======== TEXTO FORNECIDO ========
ESCUTA AQUI
-Alô? -Alô, Sérgio?
Sérgio, escuta aqui.
Eu só estou te ligando pra que você saiba...
que, mesmo quando o amor acaba, o respeito deve existir.
-Jamir? -E também que...
Não transforme a sua imaturidade
nessa coisa pequena de querer responsabilizar o outro
pelas suas falhas afetivas!
O que está acontecendo? Você está bem?
-Agora estou, Sérgio. -Mas o que houve?
-Por que você tá me ligando? -Essa é...
aquela última discussão que a gente tava tendo.
Era sobre isso aqui. É isso que eu tenho pra te dizer.
Mas que... como assim, que discussão, Jamir?
A gente terminou tem um tempão,
deve ter uns três anos que a gente não se fala.
Exatamente! E você sabe muito bem
que eu não sou de levar desaforo pra casa, Sérgio.
E digo mais, hein!
Digo... Só um minuto... Digo... Quer ver?
Agora que você vai ver. Espera aí que eu anotei isso em algum lugar...
Aqui ó!
Hoje... Hoje estou completamente apto pra dar apenas
o que você merece, Sérgio: a indiferença.
Ah não. Eu não acredito, Jamir. Espera aí. Eu não acredito.
Você tá me ligando depois desse tempo todo
-pra reviver uma discussão? É isso? -Não, eu não quero reviver nada!
Calma, Sérgio, que eu tenho isso anotado aqui!
Espera, que eu sabia que você ia falar coisa de reviver.
Espera, não é isso.
Espera... Ó, está aqui!
Eu não quero reviver nada! Eu liguei justamente pra...
O que é isso aqui? Pra encerrar!
Pra encerrar aquela conversa,
ou você acha que todo mundo é como você...
Ah, essa é a melhor parte.
Que age como um psicopata frio e calculista,
que na hora da discussão tem todas as respostas!
Eu não, eu sou um ser humano!
Então eu preciso do meu tempo pra assimilar, absorver
-e poder rebater. -Jamir, não estou entendendo nada,
o que você está falando não faz sentido. O que é isso?
Ah, agora vai me chamar de louco, agora eu sou doido!
Eu devo ser doido! Eu estou doido, eu estou doido, eu estou doido!
-Vai me chamar de doido? -Não vou te chamar de doido,
-não é isso. -Não, me chama.
Me chama de doido sim. Me chama, é até bom que daí eu uso aqui
o áudio que eu fiz com a minha analista aqui.
Espera um minuto. Calma que vou botar o "playzinho" dela.
Não sei se é prudente eu falar diretamente com ele...
Não, não, é... Perdão, perdão, perdão.
Está longo o áudio, é outro...
Você precisa parar de se colocar nesse lugar...
-Como dizia Lacan... -Lacan de cu é rola.
======== DADOS FORNECIDOS ========
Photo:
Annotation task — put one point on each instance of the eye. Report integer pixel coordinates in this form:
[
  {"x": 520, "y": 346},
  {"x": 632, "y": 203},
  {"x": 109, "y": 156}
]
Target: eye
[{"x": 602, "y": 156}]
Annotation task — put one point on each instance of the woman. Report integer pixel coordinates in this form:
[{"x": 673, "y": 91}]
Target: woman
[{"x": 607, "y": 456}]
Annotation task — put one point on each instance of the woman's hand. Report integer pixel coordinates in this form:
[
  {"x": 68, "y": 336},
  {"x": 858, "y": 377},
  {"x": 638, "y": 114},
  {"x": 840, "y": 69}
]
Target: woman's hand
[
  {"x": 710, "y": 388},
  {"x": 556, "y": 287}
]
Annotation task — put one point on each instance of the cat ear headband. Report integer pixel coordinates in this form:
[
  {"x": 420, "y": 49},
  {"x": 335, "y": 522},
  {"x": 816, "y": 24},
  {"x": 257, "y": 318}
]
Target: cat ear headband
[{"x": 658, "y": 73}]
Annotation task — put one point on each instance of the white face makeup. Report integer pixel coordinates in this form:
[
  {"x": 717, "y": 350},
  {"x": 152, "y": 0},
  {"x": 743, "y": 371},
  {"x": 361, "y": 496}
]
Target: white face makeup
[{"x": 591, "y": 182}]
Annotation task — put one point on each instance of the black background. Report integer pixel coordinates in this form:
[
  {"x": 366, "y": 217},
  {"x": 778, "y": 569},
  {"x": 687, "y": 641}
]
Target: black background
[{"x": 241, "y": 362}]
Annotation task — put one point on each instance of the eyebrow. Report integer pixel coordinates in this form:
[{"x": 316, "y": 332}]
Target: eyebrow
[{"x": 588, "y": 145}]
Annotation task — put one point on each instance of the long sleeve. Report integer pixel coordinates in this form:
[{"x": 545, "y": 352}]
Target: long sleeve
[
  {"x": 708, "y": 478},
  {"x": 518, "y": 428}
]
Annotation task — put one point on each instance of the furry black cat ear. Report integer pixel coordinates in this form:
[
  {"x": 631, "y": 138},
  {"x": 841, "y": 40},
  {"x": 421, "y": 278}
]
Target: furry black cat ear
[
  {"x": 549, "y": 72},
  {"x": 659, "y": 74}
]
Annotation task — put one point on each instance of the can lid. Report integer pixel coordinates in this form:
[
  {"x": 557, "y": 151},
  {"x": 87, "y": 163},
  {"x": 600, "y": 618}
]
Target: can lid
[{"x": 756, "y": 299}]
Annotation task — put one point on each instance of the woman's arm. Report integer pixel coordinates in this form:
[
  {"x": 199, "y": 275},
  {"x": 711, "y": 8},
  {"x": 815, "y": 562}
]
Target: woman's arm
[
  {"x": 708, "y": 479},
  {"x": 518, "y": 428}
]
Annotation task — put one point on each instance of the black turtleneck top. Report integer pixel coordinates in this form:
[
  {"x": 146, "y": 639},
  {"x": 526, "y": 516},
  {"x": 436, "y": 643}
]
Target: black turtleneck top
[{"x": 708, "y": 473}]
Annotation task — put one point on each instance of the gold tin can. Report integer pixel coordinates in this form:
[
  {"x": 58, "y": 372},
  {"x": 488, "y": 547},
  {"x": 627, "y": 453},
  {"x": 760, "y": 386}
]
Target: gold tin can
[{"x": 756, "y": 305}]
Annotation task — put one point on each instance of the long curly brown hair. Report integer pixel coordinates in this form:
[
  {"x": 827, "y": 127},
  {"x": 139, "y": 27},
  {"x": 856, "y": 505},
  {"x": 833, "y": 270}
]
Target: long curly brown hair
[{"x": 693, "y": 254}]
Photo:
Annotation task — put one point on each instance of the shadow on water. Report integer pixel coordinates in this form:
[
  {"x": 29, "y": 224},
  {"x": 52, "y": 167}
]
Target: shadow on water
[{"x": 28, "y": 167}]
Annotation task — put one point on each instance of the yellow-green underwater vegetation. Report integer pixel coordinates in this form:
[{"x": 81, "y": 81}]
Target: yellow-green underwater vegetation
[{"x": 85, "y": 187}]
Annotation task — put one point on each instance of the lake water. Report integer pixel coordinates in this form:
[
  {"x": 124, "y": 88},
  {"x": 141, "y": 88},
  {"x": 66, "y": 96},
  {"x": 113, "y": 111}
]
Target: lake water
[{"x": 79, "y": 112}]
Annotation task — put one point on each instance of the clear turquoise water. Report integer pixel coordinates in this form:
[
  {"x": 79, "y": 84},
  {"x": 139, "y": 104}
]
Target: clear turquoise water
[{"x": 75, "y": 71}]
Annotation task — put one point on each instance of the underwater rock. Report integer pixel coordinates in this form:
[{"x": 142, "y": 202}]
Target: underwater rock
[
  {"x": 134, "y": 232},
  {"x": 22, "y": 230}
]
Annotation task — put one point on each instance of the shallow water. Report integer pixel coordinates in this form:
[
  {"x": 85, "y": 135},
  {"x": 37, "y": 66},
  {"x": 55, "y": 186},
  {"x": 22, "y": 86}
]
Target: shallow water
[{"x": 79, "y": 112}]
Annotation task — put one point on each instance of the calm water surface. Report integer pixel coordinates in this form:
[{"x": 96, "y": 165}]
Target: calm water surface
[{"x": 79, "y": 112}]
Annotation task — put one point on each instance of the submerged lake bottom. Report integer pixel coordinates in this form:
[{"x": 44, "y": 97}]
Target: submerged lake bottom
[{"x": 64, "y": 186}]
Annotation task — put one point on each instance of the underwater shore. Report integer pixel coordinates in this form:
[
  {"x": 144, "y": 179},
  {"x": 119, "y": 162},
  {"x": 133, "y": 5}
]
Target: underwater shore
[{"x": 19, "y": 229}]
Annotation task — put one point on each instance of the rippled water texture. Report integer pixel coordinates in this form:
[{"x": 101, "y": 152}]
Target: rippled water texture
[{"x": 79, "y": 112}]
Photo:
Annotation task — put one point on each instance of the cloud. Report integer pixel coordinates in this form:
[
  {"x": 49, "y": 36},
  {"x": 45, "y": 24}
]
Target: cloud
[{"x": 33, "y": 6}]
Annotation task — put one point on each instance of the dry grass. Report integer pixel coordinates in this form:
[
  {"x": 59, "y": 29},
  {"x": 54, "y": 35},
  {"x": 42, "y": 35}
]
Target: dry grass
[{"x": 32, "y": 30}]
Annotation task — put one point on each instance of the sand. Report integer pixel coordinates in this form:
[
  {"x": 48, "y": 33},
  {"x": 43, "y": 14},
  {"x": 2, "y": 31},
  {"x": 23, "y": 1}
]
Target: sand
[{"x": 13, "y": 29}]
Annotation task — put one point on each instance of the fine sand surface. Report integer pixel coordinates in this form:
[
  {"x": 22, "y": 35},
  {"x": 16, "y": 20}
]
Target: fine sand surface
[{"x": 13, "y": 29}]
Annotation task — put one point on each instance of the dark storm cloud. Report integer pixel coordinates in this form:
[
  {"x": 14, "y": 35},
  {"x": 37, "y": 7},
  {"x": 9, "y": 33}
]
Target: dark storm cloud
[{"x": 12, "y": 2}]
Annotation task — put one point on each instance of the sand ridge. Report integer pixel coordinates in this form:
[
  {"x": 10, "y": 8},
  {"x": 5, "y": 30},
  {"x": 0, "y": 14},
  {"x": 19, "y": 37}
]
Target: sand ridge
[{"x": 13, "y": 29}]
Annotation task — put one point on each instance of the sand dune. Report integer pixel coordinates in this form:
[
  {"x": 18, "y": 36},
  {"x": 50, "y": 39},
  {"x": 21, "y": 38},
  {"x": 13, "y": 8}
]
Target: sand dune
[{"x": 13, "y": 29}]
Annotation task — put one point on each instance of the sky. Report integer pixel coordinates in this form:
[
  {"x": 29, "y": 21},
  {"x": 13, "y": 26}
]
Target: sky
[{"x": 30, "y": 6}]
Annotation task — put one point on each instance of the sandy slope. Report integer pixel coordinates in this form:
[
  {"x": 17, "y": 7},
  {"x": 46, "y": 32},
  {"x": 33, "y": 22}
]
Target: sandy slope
========
■ **TAREFA PROPOSTA 1**
Liste todos os nomes próprios de pessoas mencionados na conversa telefônica do texto fornecido.
■ **TAREFA PROPOSTA 2**
Dê seguimento à conversa telefônica do texto fornecido a partir da última fala apresentada.

■ **RESPOSTA ESPERADA 1**
Sérgio, Jamir, Lacan

■ **RESPOSTA ESPERADA 2**
Espera aí! Calma, Sérgio, que eu vou achar o ponto certo...
Ah, é agora!
Com isso, concluímos então que ninguém dá o que não tem.
Toma, Sérgio!
Ai, que difícil, né, Sérgio, encarar certas verdades.
Que verdades, gente? Eu não sei nem que discussão é essa
que você está querendo desencavar aí, eu não sei...
Não seja por isso! Ô Sérgio, eu acabei de mandar
pro teu e-mail aí. Abre aí agora.
Está aqui. Mandei um arquivo todo transcrito pra você.
Já está aberto aqui. Já cheguei.
Me dá as deixas que eu botei tudo em azul as tuas falas.
Aí você fala e eu digo pra você o que eu teria dito na época
que você disse aquilo que você disse.
-Começa na página 1, vai. -Não precisa, Jamir. Não precisa.
Tá? Não precisa. Eu estou entendendo que isso aí
é uma coisa que você precisa fazer pra você se sentir melhor,
é um movimento que você precisa fazer...
Tá bom. Eu não vou me opor a isso não. Tá?
-Sério? -É. É sério.
Se você demorou esse tempo todo pra elaborar o que aconteceu, eu...
Só o que eu posso fazer é tentar te entender, é...
pedir desculpa. Mesmo atrasado.
Sei.
Então, você me desculpa?
Aí é foda, né, Sérgio? Você fica bancando o evoluído,
fica mandando o desconstruidão aí...
Aí fico eu que nem um sem noção afetado...
Mas, ó, não vai ficar assim não, Sérgio!
Você me dá meia hora. Me dá meu tempo
pra eu concatenar tudo aqui, que eu vou dizer pra você...
um monte de coisa que eu vou saber em meia hora.
Filha da puta...
Alô?
Como assim, estou sendo perdoado?
Quem está falando?
Jamir? Jamir da onde?
Meu Deus! Jamir! Quanto tempo!
Como é que você vai?
É... Só me lembra de uma coisa.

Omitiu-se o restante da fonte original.